■ PROBLEM REQUIREMENTS
Render every line of the records below as a numbered list, omitting any blank lines.

■ RECORD SET
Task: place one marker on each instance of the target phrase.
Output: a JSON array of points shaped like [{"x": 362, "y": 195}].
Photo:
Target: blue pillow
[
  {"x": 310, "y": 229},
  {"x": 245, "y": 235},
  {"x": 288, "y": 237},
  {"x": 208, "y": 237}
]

■ TASK OUTPUT
1. Task: place one marker on each instance of the target phrase.
2. Output: a JSON array of points shaped like [{"x": 362, "y": 195}].
3. Photo:
4. Target: blue pillow
5. [
6.   {"x": 310, "y": 229},
7.   {"x": 245, "y": 235},
8.   {"x": 288, "y": 237},
9.   {"x": 208, "y": 237}
10. ]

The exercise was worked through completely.